## Exercices proposés
a. Imprimez tel quel un passage de l'article sur le roman « De regrettables incidents ». Commencez aux mots « Lever de rideau » et arrêtez-vous après « par ce dernier. ».
b. Comment s'appelle la troupe de théâtre amateur dont parle l'article sur le roman « De regrettables incidents » ?
c. Poursuivez l'article sur le roman « De regrettables incidents » à partir de sa dernière phrase.
━━ Extrait fourni
Lever de rideau sur le nouvel Armel Job.
» Ah! que vienne, que vienne le spectacle! »
Une scène magistrale, je vous l’annonce d’emblée.
Une plongée dans les années 1999-2000, le quotidien de deux bourgades liégeoises, Jalbour et Brul, d’une troupe de théâtre amateur, le Royal Sillon, dirigée pendant plus de vingt ans par un personnage glauque et malfaisant, Arsène Chockier et les viols perpétrés par ce dernier.
« Ce qui nous est arrivé, ce sont les aléas de la vie. De regrettables incidents, j’en conviens. On est tous victimes. »
La mise en scène d’une nouvelle pièce – Le Cheval de retour, d’Haakon Ibsen- et l’intégration d’une famille de Kazachs, Irène, Jakob et leurs deux filles, Olga et Vika Touzenbach seront le théâtre d’une douloureuse résurgence du passé et du poison que la loi du silence, les non-dits, ont infiltré dans les relations conjugales. Elle consacre le difficile départ entre la scène et la vie réelle, l’inévitable fusion des acteurs dans leurs rôles et les dérapages qui s’ensuivent.
D’une plume précise, alerte et enjouée, Armel Job sonde, une nouvelle fois, les tréfonds de l’âme des braves gens et …des autres, les secrets de leurs relations, de leurs méfaits. S’il le fait, sans concessions, il ne peut s’empêcher d’éclairer chacun de ses protagonistes de cette tendresse caustique qui signe ses écrits.
Le roman d’un conteur – brillant – qui prend tôt l’allure d’un thriller -passionnant – et qui pose une nouvelle fois les jalons de multiples interprétations…. Et la question morale des fausses innocences….
De regrettables incidents, Armel Job, roman, Ed. Robert Laffont, février 2015, 288 pp
Billet de ferveur
« La vie est un théâtre. A la fin les masques tombent. Mais c’est trop tard. La pièce est finie. »
AE: C’est sur cette sentence que tombe le rideau du roman. Nos relations, nos actes ne seraient finalement que des jeux de rôles ? Seule la mort en conclurait l’équivoque ?
Armel Job :La vie est un spectacle. Dès que nous paraissons devant les autres, nous sommes en représentation. Nous devons nous montrer. Nous nous exposons et, donc, nous nous protégeons. Nous portons un costume, nous nous composons un visage, nous devenons un personnage qui s’exprime conformément au rôle qu’il a choisi. Tous, nous savons qu’il y a une grande différence entre ce que nous sommes, ce que nous voudrions être, ce que nous choisissons que les autres perçoivent de nous et, sans doute, ce qu’ils en perçoivent réellement.
━━━━
━━ Données présentées
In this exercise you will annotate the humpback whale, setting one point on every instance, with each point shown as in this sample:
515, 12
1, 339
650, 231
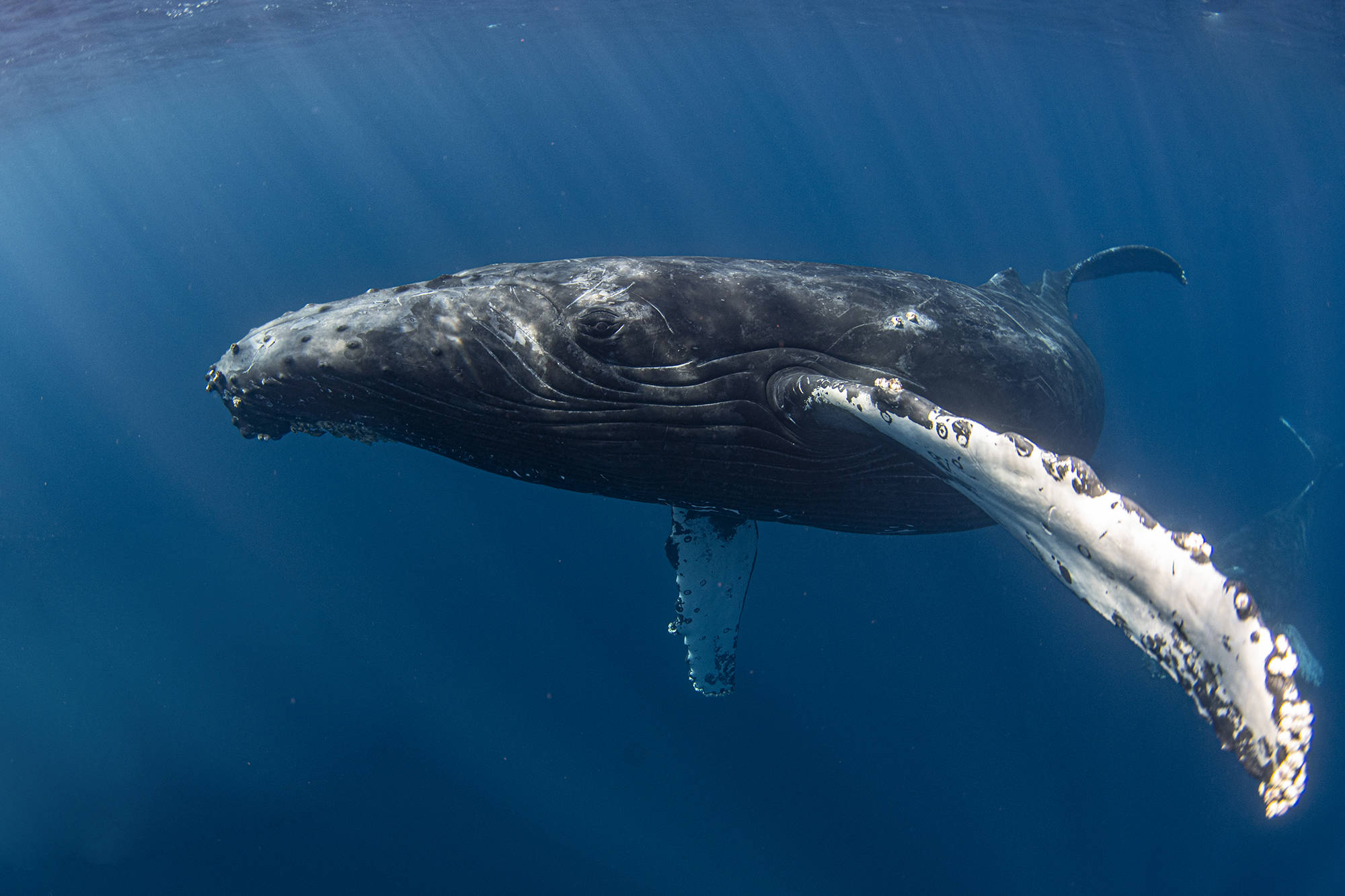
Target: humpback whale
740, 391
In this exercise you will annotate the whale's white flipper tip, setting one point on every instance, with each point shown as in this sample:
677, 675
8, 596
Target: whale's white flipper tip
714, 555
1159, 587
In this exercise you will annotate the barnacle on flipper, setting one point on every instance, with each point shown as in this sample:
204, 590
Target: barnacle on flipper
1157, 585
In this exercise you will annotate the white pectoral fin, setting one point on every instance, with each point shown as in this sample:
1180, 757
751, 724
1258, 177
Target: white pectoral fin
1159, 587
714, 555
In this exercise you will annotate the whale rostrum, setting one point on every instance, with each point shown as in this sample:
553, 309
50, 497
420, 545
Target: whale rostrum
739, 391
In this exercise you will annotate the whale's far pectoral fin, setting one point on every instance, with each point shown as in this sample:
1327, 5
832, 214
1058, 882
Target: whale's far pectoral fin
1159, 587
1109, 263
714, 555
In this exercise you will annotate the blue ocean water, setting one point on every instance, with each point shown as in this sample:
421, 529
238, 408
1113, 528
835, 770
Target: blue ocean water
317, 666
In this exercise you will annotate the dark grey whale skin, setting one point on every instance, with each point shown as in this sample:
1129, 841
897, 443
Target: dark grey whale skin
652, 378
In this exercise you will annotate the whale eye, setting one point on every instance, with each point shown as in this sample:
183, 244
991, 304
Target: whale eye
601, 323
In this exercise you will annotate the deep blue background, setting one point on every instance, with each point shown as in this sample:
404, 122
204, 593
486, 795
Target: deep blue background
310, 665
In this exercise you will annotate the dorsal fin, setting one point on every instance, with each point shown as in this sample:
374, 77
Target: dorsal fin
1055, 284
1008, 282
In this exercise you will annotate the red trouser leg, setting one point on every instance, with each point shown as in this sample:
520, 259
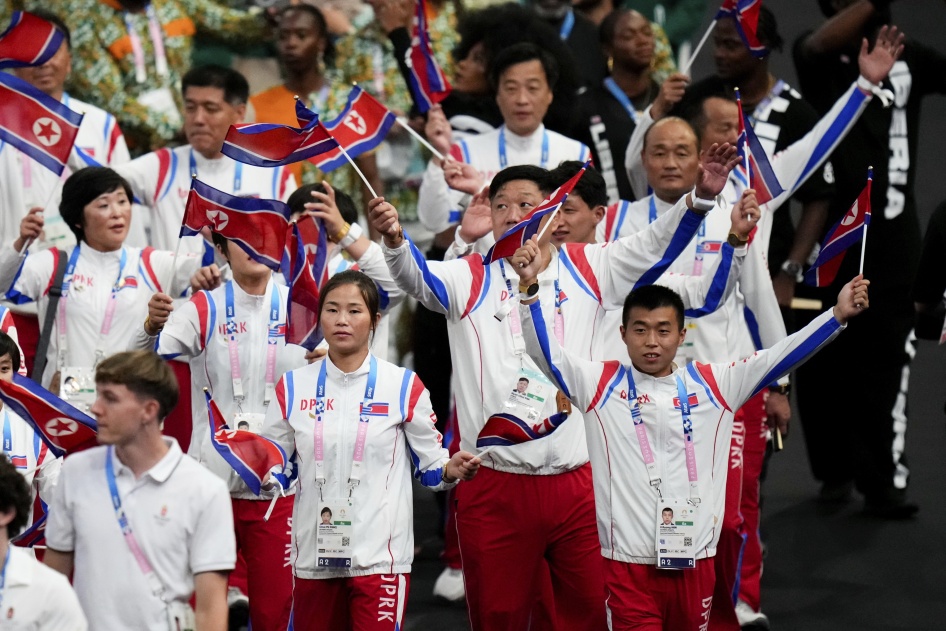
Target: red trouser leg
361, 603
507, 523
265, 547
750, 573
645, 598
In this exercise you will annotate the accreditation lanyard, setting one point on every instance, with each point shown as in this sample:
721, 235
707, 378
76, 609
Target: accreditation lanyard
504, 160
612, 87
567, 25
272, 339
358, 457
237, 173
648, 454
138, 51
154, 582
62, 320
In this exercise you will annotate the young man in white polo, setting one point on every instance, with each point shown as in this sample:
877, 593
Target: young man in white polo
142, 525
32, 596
━━━━
━━ Données présentées
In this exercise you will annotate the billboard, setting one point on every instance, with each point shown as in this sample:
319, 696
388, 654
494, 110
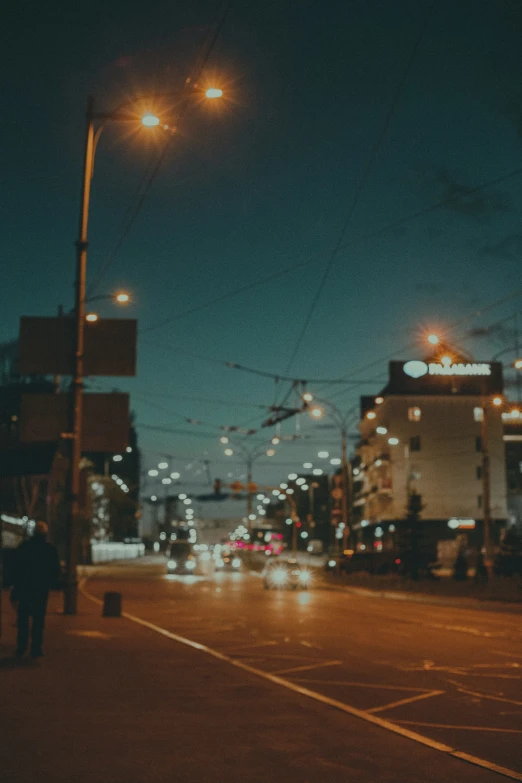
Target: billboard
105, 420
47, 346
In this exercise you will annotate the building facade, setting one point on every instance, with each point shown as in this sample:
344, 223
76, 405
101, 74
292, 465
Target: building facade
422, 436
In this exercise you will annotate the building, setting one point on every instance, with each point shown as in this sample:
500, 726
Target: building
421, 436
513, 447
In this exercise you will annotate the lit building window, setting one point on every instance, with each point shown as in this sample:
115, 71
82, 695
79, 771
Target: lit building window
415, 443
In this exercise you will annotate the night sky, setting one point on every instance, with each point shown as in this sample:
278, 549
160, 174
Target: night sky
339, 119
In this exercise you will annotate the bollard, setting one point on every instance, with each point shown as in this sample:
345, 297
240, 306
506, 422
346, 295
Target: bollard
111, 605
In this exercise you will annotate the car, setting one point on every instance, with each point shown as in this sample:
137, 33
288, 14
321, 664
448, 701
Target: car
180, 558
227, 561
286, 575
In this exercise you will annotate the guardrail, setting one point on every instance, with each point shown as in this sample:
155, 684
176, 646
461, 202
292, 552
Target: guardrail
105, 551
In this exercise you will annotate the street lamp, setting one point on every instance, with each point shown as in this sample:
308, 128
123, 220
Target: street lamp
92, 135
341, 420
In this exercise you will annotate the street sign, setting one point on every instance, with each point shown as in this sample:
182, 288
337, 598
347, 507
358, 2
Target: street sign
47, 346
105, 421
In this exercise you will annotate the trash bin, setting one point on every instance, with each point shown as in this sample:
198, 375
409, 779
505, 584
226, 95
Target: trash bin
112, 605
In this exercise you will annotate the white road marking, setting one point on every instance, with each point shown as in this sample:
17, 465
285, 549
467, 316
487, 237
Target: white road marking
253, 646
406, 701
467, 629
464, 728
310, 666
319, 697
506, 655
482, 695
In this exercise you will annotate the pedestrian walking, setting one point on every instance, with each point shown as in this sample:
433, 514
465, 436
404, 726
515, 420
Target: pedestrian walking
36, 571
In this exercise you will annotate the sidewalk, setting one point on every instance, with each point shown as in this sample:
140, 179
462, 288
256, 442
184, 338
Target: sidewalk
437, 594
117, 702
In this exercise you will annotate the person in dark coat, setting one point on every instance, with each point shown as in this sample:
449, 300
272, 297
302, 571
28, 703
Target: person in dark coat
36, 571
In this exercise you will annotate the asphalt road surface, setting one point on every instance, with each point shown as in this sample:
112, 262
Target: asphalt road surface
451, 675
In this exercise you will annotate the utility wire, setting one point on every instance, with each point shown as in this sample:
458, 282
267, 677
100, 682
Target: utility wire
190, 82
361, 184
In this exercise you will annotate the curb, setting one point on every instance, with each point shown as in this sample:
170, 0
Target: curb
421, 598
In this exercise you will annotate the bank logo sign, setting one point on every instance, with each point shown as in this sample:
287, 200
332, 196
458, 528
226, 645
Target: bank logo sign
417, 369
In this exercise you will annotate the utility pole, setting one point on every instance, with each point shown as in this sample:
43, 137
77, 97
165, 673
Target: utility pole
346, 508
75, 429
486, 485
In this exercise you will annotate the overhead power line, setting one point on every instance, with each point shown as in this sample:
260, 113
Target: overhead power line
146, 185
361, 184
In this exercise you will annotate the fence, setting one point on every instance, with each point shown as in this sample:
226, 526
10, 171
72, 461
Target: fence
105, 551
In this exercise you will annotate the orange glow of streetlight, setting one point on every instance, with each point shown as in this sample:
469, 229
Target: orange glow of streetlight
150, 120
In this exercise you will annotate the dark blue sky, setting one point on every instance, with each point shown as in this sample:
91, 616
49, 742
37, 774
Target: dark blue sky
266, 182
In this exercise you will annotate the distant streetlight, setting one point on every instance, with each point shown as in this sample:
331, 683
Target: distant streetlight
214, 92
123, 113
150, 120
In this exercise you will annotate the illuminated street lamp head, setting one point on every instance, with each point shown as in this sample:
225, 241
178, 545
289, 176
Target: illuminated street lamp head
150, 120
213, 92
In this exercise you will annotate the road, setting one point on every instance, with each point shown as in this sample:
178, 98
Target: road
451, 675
━━━━
━━ Données présentées
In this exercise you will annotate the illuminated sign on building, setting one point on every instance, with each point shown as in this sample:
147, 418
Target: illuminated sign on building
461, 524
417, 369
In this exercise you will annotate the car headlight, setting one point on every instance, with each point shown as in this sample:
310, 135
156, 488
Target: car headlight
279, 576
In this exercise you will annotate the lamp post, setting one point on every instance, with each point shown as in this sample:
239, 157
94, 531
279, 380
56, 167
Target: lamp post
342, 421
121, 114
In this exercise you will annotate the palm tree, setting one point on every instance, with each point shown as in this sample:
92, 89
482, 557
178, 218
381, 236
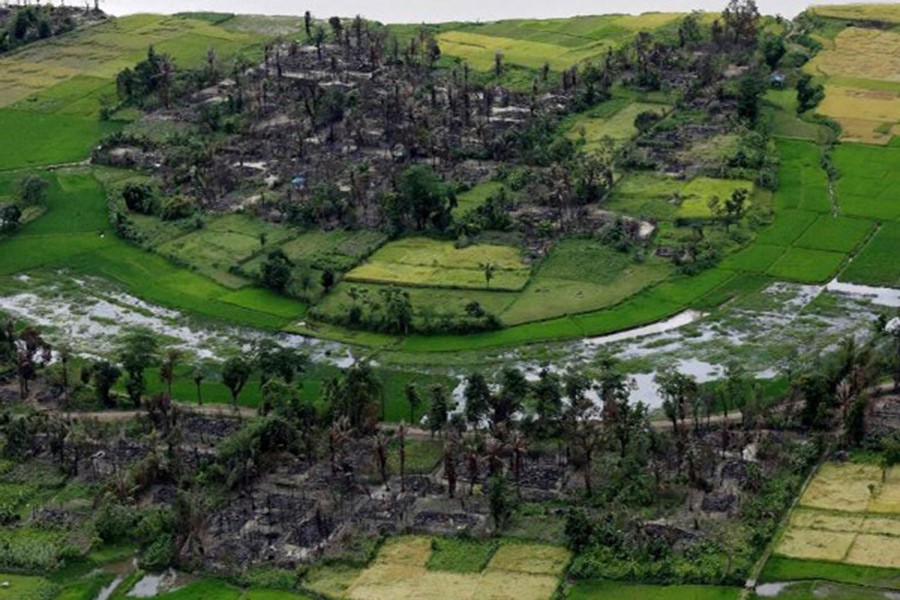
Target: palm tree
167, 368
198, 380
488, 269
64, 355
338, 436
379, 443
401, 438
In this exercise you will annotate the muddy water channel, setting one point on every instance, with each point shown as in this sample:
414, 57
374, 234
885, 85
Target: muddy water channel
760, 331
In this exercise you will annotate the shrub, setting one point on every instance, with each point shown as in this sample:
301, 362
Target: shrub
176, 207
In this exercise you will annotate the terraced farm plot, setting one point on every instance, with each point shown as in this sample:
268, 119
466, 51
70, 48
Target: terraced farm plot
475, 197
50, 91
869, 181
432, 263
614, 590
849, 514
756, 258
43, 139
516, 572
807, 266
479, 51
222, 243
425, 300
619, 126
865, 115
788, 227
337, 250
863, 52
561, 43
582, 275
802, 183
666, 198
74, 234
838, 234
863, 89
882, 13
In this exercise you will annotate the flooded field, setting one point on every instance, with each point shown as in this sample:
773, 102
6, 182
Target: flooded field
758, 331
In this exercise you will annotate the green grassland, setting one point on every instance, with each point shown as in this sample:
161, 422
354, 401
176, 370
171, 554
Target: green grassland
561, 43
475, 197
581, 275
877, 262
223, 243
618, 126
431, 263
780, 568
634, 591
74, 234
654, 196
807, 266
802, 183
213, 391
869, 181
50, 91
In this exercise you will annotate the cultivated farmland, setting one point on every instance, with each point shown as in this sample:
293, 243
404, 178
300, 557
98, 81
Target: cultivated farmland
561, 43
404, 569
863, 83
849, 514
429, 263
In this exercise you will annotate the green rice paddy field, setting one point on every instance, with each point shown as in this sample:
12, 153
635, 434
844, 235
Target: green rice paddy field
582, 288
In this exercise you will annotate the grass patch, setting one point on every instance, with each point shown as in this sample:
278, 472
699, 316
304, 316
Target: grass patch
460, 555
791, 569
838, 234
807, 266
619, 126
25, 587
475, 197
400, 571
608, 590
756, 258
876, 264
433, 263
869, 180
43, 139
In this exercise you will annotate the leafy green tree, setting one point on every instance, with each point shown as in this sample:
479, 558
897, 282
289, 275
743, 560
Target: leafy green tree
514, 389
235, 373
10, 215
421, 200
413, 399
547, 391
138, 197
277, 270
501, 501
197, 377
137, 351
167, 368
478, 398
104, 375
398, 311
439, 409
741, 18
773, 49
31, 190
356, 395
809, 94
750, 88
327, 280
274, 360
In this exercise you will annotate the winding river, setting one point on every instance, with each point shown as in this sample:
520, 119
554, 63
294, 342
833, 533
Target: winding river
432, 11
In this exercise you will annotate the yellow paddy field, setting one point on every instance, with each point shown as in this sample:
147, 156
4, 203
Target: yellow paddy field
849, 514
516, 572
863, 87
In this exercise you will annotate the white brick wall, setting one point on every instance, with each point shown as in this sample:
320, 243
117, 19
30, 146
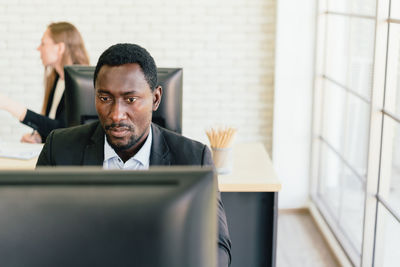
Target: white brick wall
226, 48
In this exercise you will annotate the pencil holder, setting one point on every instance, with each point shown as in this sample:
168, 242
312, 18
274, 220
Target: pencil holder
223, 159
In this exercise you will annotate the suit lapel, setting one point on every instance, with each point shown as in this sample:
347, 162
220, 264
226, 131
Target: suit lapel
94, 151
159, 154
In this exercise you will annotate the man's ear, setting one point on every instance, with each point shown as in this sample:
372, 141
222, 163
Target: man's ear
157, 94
━━━━
## Résultats attendus
a.
Lever de rideau sur le nouvel Armel Job.
» Ah! que vienne, que vienne le spectacle! »
Une scène magistrale, je vous l’annonce d’emblée.
Une plongée dans les années 1999-2000, le quotidien de deux bourgades liégeoises, Jalbour et Brul, d’une troupe de théâtre amateur, le Royal Sillon, dirigée pendant plus de vingt ans par un personnage glauque et malfaisant, Arsène Chockier et les viols perpétrés par ce dernier.

b. Le Royal Sillon.

c.
Ce masque que nous portons est à la fois choisi et imposé. Par exemple, dans le roman, Chockier veut se donner les allures d’un intellectuel. Il porte le masque du professeur de philosophie. C’est son choix, sans doute, mais c’est aussi le choix de sa mère. Il n’a pu décevoir les ambitions que sa mère mettait en lui.
À telle enseigne, le théâtre est une expérience très intéressante à la fois pour le comédien et pour le public. Le comédien change de masque quand il monte en scène. Il abandonne le masque qu’il porte dans sa vie ordinaire et en adopte un autre. Dans cet échange, il prend conscience de la fragilité de son masque ordinaire. Par exemple, Olga est obligée dans la vie quotidienne de porter le masque de la sœur dévouée qui veille sur sa petite sœur et, du coup, lui sacrifie sa féminité. Quand elle monte sur la scène, elle porte un autre masque, cynique, séducteur, qui est celui de son personnage dans la pièce, mais dont elle s’aperçoit qu’il lui apporte une vive satisfaction. D’où la question que le comédien peut se poser : qui est-il en définitive ? De même, le public, surtout dans le contexte du théâtre amateur limité à une petite ville, est tout à coup confronté à la métamorphose d’une personne qu’il connaît dans la vie courante, mais qui brusquement devient une autre personne tout aussi plausible. Alors qui est mon voisin en vérité ?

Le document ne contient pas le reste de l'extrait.